Beiträge

Ge(k)lebte Solidarität

Dass es sich so entwickeln würde, hätte sich Joachim Kastell vor ein paar Wochen niemals vorgestellt. „Das war alles gar nicht so gedacht“, erinnert sich der selbstständige Werbetechniker, als er sich mit den Inhabern der „Pizzeria Calabria“ trifft.

Seit über 20 Jahren sind die Werbebotschaften des in Kevelaer lebenden, und in Geldern über sein „ArtVertising“-Angebot arbeitende Mannes auf Schaufensterscheiben, Fahrzeugen, Schildern und Fassaden im ganzen Kreis Kleve zu sehen, mitterweile auch mit seinen Corona-Buttons. Die „Calabria“ war das erste Geschäft, das er damit bestückte. „Die Pizzeria war früher schräg gegenüber von Stassen. Sie haben hier jetzt das neue Haus aufwändig umgebaut und eine komplett neue Außenwerbung bekommen“, erzählt der Fachmann.

„Wir haben das Gebäude innen komplett umgestaltet, renoviert und ein halbes Jahr gebraucht, um alle Bestimmungen zu erfüllen“, weist Mitinhaberin Katrin Baumgart unter anderem auf den Brandschutz hin. „Am Wochenende nach Rosenmontag hatten wir Neueröffnung und konnten uns zwei Wochen lang vor Gästen nicht retten.“ Dann kam die Coronakrise mit all den Einschränkungen des öffentlichen Lebens. „Da ist das Geschäft von jetzt auf gleich runtergegangen, so dass man nur noch ein paar Stunden für den Bring- und Abholservice geöffnet hatte.“

Vor der Coronakrise sorgten die Restaurantgäste für gut 80 Prozent des Umsatzes. „Das macht sich halt in der Kasse bemerkbar, wenn die vielen Stammkunden aus den Niederlanden fehlen, die sonst traditionellerweise Samstags nach Kevelaer kommen, um bei uns zu speisen, fehlen“, sagt Baumgart.

####################

* **Aufgaben**
(a) Prüfe, ob die folgenden Aussagen mit dem Artikel über die Pizzeria Calabria übereinstimmen: (i) Die Inhaber brauchten ein halbes Jahr, um alle Bestimmungen zu erfüllen. (ii) Die Neueröffnung fand am Wochenende vor Rosenmontag statt. (iii) Vor der Coronakrise brachten die Restaurantgäste etwa die Hälfte des Umsatzes. Antworte jeweils mit Ja oder Nein und zitiere die entscheidenden Worte des Artikels wörtlich.
(b) Gib aus dem Artikel über die Pizzeria Calabria den Abschnitt wortgetreu wieder, der mit den Worten „Seit über 20“ einsetzt und mit „erzählt der Fachmann.“ schließt.
Die Einträge spielen dabei keine Rolle.

####################

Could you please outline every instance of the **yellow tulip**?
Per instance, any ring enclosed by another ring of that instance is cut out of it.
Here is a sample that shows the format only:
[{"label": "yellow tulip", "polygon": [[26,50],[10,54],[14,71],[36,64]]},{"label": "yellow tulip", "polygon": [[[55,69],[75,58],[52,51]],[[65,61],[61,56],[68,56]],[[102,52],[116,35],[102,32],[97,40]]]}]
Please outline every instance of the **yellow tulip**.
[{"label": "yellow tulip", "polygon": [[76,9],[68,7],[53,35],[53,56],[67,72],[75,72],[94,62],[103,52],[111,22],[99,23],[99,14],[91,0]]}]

####################

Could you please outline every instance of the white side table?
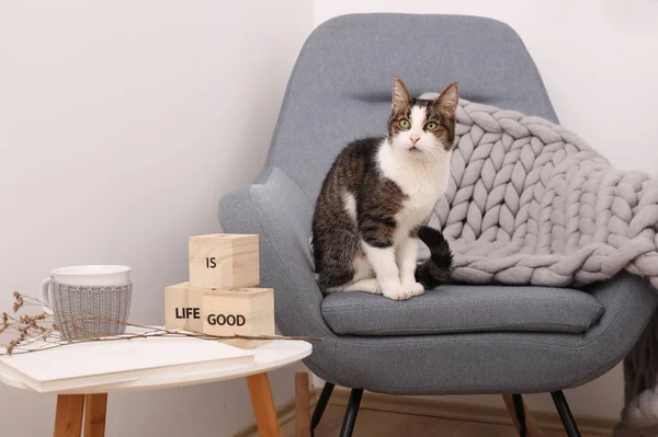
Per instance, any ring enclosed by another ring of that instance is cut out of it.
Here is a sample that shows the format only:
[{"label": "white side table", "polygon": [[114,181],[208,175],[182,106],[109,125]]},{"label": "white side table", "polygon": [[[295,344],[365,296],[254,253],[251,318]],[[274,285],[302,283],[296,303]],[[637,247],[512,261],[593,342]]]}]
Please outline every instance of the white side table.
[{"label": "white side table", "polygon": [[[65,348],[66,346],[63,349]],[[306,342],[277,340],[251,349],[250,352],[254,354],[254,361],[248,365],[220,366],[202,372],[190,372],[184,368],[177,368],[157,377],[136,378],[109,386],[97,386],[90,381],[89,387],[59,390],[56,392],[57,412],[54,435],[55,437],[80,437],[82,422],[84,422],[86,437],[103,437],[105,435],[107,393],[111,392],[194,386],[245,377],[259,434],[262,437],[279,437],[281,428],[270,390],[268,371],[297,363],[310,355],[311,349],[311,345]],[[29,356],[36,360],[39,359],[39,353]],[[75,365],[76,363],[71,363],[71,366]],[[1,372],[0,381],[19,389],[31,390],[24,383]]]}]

####################

* **Ergebnisse je Aufgabe**
(a)
(i) Ja: „ein halbes Jahr gebraucht, um alle Bestimmungen zu erfüllen“
(ii) Nein: „Am Wochenende nach Rosenmontag hatten wir Neueröffnung“
(iii) Nein: „Vor der Coronakrise sorgten die Restaurantgäste für gut 80 Prozent des Umsatzes.“

(b)
Seit über 20 Jahren sind die Werbebotschaften des in Kevelaer lebenden, und in Geldern über sein „ArtVertising“-Angebot arbeitende Mannes auf Schaufensterscheiben, Fahrzeugen, Schildern und Fassaden im ganzen Kreis Kleve zu sehen, mitterweile auch mit seinen Corona-Buttons. Die „Calabria“ war das erste Geschäft, das er damit bestückte. „Die Pizzeria war früher schräg gegenüber von Stassen. Sie haben hier jetzt das neue Haus aufwändig umgebaut und eine komplett neue Außenwerbung bekommen“, erzählt der Fachmann.